- [Objective]: Gather every line in the material below that contains the word "window", and copy each of those lines unchanged.

- [Data for processing]:
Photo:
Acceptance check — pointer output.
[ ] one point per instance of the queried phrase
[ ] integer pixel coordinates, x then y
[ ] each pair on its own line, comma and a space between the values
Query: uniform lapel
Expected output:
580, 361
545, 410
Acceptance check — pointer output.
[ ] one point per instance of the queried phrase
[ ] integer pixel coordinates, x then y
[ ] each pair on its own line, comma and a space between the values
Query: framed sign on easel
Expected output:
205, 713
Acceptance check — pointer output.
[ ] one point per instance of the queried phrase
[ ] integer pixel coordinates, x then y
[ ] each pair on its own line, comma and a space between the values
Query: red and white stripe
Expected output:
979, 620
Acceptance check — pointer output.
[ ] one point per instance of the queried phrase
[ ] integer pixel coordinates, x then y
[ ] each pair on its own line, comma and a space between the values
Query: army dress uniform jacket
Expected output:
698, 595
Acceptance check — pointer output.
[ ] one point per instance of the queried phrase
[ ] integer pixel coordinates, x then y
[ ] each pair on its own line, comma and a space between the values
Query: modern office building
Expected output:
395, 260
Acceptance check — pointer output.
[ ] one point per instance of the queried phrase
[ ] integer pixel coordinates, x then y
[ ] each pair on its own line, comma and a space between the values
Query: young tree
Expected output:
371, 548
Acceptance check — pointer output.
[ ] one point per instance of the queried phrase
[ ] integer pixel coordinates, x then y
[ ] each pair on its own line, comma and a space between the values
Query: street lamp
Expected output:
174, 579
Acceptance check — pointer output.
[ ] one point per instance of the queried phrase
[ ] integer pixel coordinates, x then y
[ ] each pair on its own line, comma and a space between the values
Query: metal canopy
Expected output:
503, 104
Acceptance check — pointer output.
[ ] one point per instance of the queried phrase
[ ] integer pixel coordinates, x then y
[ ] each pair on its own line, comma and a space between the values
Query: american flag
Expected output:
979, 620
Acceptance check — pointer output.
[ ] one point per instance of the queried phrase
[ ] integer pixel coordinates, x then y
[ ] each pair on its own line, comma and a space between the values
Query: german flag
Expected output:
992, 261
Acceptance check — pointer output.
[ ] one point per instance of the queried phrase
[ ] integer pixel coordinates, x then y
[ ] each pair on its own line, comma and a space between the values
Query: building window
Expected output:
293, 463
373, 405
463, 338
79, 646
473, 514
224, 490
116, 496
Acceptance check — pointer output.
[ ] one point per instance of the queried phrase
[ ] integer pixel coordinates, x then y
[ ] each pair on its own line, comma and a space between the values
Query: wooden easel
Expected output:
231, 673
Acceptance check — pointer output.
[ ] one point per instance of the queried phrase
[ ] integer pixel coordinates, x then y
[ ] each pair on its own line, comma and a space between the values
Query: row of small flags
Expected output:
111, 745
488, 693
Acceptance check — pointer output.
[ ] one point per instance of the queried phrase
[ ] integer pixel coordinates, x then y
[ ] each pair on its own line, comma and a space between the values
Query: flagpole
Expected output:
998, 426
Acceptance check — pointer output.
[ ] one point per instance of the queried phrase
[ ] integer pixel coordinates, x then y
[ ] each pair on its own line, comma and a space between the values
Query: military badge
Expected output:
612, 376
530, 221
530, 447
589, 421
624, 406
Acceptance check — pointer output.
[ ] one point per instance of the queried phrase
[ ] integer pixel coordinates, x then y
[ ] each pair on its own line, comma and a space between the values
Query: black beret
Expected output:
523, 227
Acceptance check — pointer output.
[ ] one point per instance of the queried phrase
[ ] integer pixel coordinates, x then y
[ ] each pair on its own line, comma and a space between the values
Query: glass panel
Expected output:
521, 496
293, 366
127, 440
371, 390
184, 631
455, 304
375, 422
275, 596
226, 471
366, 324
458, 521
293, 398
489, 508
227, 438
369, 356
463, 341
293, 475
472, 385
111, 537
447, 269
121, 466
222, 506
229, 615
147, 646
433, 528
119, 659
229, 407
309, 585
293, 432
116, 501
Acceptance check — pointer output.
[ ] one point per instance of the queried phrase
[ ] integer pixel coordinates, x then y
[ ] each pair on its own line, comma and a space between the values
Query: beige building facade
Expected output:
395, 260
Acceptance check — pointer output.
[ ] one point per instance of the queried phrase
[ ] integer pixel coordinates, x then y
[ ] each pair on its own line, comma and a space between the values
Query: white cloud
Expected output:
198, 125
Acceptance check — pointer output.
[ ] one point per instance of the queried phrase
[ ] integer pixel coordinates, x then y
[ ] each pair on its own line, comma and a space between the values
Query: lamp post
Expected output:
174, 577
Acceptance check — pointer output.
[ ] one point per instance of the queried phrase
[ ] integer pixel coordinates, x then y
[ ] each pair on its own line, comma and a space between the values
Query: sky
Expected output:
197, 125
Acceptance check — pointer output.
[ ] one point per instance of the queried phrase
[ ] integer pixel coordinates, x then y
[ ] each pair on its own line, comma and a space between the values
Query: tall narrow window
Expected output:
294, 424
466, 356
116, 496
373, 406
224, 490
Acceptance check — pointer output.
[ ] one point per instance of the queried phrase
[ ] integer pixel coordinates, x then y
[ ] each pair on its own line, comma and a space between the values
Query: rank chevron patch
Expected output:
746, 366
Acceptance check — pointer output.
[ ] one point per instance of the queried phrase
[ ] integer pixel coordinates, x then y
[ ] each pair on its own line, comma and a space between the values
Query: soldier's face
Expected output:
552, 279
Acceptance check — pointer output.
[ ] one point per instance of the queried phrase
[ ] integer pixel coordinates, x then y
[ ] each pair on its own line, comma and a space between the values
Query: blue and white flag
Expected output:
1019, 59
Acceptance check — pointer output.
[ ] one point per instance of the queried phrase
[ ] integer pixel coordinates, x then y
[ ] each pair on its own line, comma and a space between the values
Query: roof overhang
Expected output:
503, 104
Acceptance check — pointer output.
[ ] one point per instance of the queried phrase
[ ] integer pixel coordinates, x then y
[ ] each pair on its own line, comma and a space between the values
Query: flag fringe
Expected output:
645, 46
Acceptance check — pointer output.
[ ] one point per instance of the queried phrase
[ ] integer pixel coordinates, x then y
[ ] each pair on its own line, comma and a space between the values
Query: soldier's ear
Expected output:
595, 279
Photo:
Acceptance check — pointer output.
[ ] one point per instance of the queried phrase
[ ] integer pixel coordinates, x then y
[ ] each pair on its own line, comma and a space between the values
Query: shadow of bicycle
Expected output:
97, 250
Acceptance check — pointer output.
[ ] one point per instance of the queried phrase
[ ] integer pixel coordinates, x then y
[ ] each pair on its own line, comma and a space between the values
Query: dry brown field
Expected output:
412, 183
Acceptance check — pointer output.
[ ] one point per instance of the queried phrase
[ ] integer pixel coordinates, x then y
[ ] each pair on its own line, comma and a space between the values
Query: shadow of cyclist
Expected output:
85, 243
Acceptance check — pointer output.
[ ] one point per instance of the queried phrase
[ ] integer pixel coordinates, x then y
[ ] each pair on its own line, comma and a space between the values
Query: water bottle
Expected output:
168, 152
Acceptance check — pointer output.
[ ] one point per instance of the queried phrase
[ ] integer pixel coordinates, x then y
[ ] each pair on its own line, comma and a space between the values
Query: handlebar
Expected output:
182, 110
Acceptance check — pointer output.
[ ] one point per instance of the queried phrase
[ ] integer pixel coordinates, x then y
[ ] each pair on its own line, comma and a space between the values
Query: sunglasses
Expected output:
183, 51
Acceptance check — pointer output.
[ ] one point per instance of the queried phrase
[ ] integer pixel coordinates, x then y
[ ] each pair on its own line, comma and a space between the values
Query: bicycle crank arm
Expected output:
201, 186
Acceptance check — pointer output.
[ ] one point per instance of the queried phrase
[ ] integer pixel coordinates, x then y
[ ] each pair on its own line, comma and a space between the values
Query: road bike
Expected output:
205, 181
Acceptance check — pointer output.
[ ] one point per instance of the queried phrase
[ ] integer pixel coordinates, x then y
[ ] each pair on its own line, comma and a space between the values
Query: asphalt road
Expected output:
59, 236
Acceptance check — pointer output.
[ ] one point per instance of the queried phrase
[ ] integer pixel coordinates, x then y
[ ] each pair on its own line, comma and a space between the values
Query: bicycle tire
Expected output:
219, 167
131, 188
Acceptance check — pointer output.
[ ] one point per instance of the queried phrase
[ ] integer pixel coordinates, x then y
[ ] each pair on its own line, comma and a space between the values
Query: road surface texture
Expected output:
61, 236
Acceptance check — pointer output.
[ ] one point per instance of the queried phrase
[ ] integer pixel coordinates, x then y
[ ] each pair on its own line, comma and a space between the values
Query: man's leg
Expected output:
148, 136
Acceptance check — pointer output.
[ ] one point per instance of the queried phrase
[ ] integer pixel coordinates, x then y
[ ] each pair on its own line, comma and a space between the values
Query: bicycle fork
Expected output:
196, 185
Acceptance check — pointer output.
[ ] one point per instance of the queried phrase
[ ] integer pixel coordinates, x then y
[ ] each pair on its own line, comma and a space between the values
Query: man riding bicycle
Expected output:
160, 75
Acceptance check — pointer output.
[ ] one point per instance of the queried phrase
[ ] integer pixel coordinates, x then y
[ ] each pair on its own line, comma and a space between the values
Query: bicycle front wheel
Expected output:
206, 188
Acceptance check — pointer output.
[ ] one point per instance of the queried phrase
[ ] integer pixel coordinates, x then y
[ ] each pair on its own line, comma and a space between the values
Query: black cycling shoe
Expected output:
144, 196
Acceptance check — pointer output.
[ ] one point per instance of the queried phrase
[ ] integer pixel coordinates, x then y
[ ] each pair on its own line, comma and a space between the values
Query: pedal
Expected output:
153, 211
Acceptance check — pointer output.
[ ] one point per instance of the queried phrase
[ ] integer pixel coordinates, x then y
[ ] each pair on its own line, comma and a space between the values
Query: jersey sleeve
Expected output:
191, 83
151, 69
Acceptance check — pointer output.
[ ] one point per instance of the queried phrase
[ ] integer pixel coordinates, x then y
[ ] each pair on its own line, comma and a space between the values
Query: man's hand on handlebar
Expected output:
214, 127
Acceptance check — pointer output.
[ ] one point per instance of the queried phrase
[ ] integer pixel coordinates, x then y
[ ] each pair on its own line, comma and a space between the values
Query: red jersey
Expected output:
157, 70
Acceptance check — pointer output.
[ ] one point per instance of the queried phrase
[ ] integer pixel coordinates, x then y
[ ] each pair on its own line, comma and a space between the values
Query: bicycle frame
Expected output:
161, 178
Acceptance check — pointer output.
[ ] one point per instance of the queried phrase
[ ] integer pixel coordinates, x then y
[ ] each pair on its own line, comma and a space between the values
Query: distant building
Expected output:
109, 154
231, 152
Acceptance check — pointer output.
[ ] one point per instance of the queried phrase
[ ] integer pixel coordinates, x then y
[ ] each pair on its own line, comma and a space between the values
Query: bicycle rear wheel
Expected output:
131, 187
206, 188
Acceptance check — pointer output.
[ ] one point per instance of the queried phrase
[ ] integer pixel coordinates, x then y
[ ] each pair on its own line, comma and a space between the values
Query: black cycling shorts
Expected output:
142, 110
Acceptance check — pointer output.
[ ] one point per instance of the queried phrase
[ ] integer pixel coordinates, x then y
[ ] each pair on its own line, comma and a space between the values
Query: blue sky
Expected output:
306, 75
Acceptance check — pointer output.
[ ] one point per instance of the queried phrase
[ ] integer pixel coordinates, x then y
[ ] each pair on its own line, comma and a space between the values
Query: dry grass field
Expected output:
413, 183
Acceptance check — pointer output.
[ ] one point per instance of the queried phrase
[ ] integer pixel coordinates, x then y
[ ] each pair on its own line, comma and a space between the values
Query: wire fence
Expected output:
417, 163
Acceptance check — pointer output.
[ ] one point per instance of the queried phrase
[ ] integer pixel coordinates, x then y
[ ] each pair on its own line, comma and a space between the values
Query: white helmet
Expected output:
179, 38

- [Solved problem]:
Query: building window
Query: tall narrow window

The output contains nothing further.